[Exercise text]
--------------------------------------------------

But did you know that spaghetti bolognese is never served in Italy?
In 2015, British BBC reporter Michael Portillo made his way to Bologna, the capital of Italy’s food-loving region of Emilia Romagna, where the world’s most famous pasta sauce was once invented. Portillo wanted to find the best spaghetti bolognese in town, that was his seemingly simple mission. But the Brit failed miserably. Because whoever he spoke to in Bologna – the answer was always the same: “Gli spaghetti bolognese non esistono” (Eng: “Spaghetti Bolognese does not exist”).
Spaghetti bolognese? Doesn’t exist in Italy
No, the Italians didn’t want to play a bad joke with the BBC reporter at that moment. In fact, you won’t find a dish called spaghetti bolognese on the menu in any restaurant in Bologna, nor in the rest of the country – at most in touristy places. Although there is indeed a ragù alla bolognese, as the ragout made from minced meat, tomatoes and many other ingredients is correctly called, it is traditionally never served with the long durum wheat pasta. “You eat the ragout with all sorts of pasta, but not with spaghetti,” confirms Giorgia Zabbini from the Bologna city administration when asked by TRAVELBOOK.

--------------------------------------------------

[Given records]
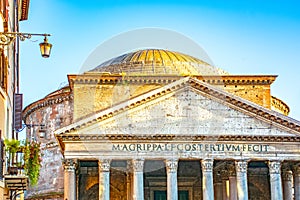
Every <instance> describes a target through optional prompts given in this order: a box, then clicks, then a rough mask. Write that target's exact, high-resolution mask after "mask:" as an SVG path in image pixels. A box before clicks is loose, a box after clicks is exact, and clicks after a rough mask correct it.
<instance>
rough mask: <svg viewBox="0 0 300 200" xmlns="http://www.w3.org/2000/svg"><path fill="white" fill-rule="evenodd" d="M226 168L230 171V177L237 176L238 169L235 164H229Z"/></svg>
mask: <svg viewBox="0 0 300 200" xmlns="http://www.w3.org/2000/svg"><path fill="white" fill-rule="evenodd" d="M226 168H227V170H228V177H229V176H230V177H231V176H236V171H235V170H236V169H235V166H234V164H227V165H226Z"/></svg>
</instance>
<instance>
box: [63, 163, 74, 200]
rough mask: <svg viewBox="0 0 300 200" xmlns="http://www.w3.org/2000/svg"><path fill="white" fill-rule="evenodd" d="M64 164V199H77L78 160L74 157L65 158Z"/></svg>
mask: <svg viewBox="0 0 300 200" xmlns="http://www.w3.org/2000/svg"><path fill="white" fill-rule="evenodd" d="M63 166H64V199H65V200H76V174H75V169H76V162H75V161H74V160H72V159H65V160H64V161H63Z"/></svg>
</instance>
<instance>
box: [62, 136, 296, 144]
mask: <svg viewBox="0 0 300 200" xmlns="http://www.w3.org/2000/svg"><path fill="white" fill-rule="evenodd" d="M56 138H57V139H58V140H59V141H74V142H76V141H81V142H82V141H96V140H97V142H98V141H101V140H103V141H118V142H120V141H121V142H126V141H131V142H132V141H145V142H146V141H160V142H165V141H167V142H172V141H174V142H178V141H194V142H199V141H205V142H211V141H213V142H233V141H234V142H247V143H249V142H268V143H273V142H276V143H278V142H300V136H297V137H290V136H241V135H220V136H209V135H171V134H153V135H126V134H109V135H108V134H106V135H96V134H95V135H84V134H82V135H78V134H65V135H56Z"/></svg>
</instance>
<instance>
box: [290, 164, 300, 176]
mask: <svg viewBox="0 0 300 200" xmlns="http://www.w3.org/2000/svg"><path fill="white" fill-rule="evenodd" d="M292 169H293V172H294V173H295V174H297V175H300V163H297V164H294V165H293V167H292Z"/></svg>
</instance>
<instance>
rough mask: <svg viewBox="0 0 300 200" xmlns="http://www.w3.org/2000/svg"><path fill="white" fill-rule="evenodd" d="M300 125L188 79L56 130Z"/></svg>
mask: <svg viewBox="0 0 300 200" xmlns="http://www.w3.org/2000/svg"><path fill="white" fill-rule="evenodd" d="M299 127H300V126H299V122H298V121H296V120H292V119H291V118H288V117H285V116H283V115H281V114H279V113H276V112H273V111H270V110H268V109H265V108H263V107H261V106H258V105H256V104H254V103H251V102H249V101H246V100H244V99H241V98H239V97H236V96H234V95H231V94H228V93H227V92H225V91H221V90H219V89H216V88H214V87H213V86H210V85H208V84H206V83H203V82H200V81H198V80H194V79H192V78H184V79H181V80H179V81H176V82H174V83H171V84H169V85H166V86H164V87H162V88H160V89H157V90H155V91H151V92H149V93H147V94H144V95H141V96H139V97H137V98H134V99H131V100H129V101H128V102H126V103H122V104H119V105H116V106H114V107H112V108H110V109H108V110H105V111H101V112H99V113H96V114H95V115H93V116H91V117H88V118H86V119H82V120H80V121H78V122H76V123H74V124H71V125H70V126H67V127H65V128H62V129H60V130H58V131H56V133H57V134H64V133H70V132H76V133H78V134H85V135H86V134H91V135H97V134H99V135H107V134H109V135H111V134H116V135H120V134H123V135H155V134H160V135H207V136H216V137H218V136H283V137H286V136H287V137H289V136H299V132H300V130H299Z"/></svg>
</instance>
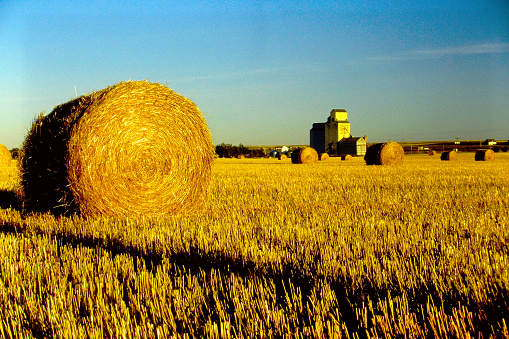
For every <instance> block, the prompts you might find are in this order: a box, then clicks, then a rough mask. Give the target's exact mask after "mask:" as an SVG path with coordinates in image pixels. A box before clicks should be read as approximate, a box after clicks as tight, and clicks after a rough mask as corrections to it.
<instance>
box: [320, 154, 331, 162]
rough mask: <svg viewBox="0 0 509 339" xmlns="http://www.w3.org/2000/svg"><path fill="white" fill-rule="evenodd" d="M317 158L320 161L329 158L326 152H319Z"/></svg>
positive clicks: (326, 159) (324, 160)
mask: <svg viewBox="0 0 509 339" xmlns="http://www.w3.org/2000/svg"><path fill="white" fill-rule="evenodd" d="M318 159H319V160H320V161H327V160H329V155H328V154H327V153H320V154H319V155H318Z"/></svg>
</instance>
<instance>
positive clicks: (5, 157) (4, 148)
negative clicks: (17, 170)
mask: <svg viewBox="0 0 509 339" xmlns="http://www.w3.org/2000/svg"><path fill="white" fill-rule="evenodd" d="M11 164H12V157H11V152H10V151H9V150H8V149H7V147H5V146H4V145H2V144H0V167H9V166H11Z"/></svg>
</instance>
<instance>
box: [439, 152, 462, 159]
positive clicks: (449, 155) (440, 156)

--------------------------------------------------

[Work instruction 1]
According to the spaghetti bolognese text, what answer did Portillo always get from the people he spoke to in Bologna?
[Work instruction 2]
For each statement below, decide whether it agrees with the spaghetti bolognese text, and quote the words that settle it.
(a) Portillo succeeded in finding the best spaghetti bolognese in Bologna.
(b) Bologna is the capital of the Emilia Romagna region.
(c) Ragù alla bolognese is traditionally eaten with spaghetti.
[Work instruction 3]
Extend the spaghetti bolognese text, picking up after its final sentence.

[Written answer 1]
"Gli spaghetti bolognese non esistono" ("Spaghetti Bolognese does not exist").

[Written answer 2]
(a) No: "But the Brit failed miserably."
(b) Yes: "Bologna, the capital of Italy’s food-loving region of Emilia Romagna"
(c) No: "it is traditionally never served with the long durum wheat pasta."

[Written answer 3]
Which pasta do you eat with Bolognese?
The creamy sauce is mainly served with tagliatelle, the flat tagliatelle with egg from Emilia Romagna. It is also used to prepare lasagne al forno, but never with pure durum wheat pasta. “The ragout has to connect to the pasta, it has to stick to it, and spaghetti is totally unsuitable for that,” explains Giorgia Zabbini.
The Italian Benedetta Albiani also confirms this when asked by TRAVELBOOK: “I asked my grandmothers especially, because Italian grandmothers are the best informed when it comes to food. For us, food is serious business. What is known in Germany as ‘Spaghetti Bolognese’ does not exist here. We use fettuccine or tagliatelle with ragú and not spaghetti because they are thicker. They are better for absorbing the sauce and binding the meat with the sauce. With spaghetti, on the other hand, the sauce would just slide off.”
How did the spaghetti get mixed with the ragout?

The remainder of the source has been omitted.